------ ENTRIES ------
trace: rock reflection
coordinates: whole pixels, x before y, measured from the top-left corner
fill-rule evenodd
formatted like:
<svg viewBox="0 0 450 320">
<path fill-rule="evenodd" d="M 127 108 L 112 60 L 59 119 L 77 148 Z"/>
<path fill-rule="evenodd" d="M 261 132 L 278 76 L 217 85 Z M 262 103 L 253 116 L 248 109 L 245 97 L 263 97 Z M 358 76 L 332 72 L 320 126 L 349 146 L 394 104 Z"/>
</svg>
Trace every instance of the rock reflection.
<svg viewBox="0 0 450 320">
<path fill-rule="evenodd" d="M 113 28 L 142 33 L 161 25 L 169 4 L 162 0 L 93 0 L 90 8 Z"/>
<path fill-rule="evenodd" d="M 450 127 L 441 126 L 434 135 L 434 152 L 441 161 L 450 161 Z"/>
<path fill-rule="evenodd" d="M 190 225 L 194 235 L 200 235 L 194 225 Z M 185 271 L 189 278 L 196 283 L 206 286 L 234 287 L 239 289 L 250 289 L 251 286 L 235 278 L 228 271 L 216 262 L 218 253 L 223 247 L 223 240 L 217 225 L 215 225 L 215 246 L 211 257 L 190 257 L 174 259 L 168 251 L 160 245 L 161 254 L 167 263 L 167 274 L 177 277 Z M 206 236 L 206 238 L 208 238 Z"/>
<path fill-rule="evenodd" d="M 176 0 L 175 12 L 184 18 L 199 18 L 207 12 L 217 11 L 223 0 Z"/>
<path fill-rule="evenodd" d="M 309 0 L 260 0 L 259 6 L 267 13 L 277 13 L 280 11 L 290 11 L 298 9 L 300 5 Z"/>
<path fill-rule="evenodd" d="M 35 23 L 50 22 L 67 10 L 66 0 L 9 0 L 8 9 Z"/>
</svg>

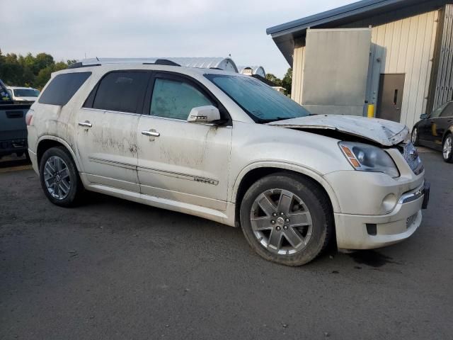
------
=== REQUIREMENT ===
Write out the entries again, swapping "rock reflection" for "stone reflection" at every occurrence and leaving everything else untouched. Omit the pictures.

=== SOLUTION ===
trace: stone reflection
coordinates: whole pixels, x before y, measured from the top-left corner
fill-rule evenodd
formatted like:
<svg viewBox="0 0 450 320">
<path fill-rule="evenodd" d="M 127 108 L 112 60 L 59 119 L 77 148 Z"/>
<path fill-rule="evenodd" d="M 261 132 L 278 76 L 217 85 Z M 262 103 L 253 116 L 248 109 L 245 97 L 263 97 Z M 358 76 L 332 72 L 320 126 L 349 146 L 394 104 Z"/>
</svg>
Trace every instance of the stone reflection.
<svg viewBox="0 0 450 320">
<path fill-rule="evenodd" d="M 113 28 L 142 33 L 161 25 L 169 4 L 162 0 L 93 0 L 90 8 Z"/>
<path fill-rule="evenodd" d="M 450 127 L 441 126 L 434 135 L 434 152 L 441 161 L 450 161 Z"/>
<path fill-rule="evenodd" d="M 190 225 L 194 235 L 200 235 L 194 225 Z M 185 271 L 189 278 L 196 283 L 206 286 L 234 287 L 239 289 L 250 289 L 251 286 L 235 278 L 228 271 L 216 262 L 218 253 L 223 247 L 223 240 L 217 225 L 215 225 L 215 246 L 211 257 L 190 257 L 174 259 L 168 251 L 160 245 L 161 254 L 167 263 L 167 274 L 177 277 Z M 206 236 L 206 238 L 208 238 Z"/>
<path fill-rule="evenodd" d="M 176 0 L 175 12 L 184 18 L 199 18 L 207 12 L 217 11 L 223 0 Z"/>
<path fill-rule="evenodd" d="M 309 0 L 260 0 L 259 6 L 267 13 L 277 13 L 280 11 L 290 11 L 298 9 L 300 5 Z"/>
<path fill-rule="evenodd" d="M 35 23 L 50 22 L 67 10 L 66 0 L 9 0 L 8 9 Z"/>
</svg>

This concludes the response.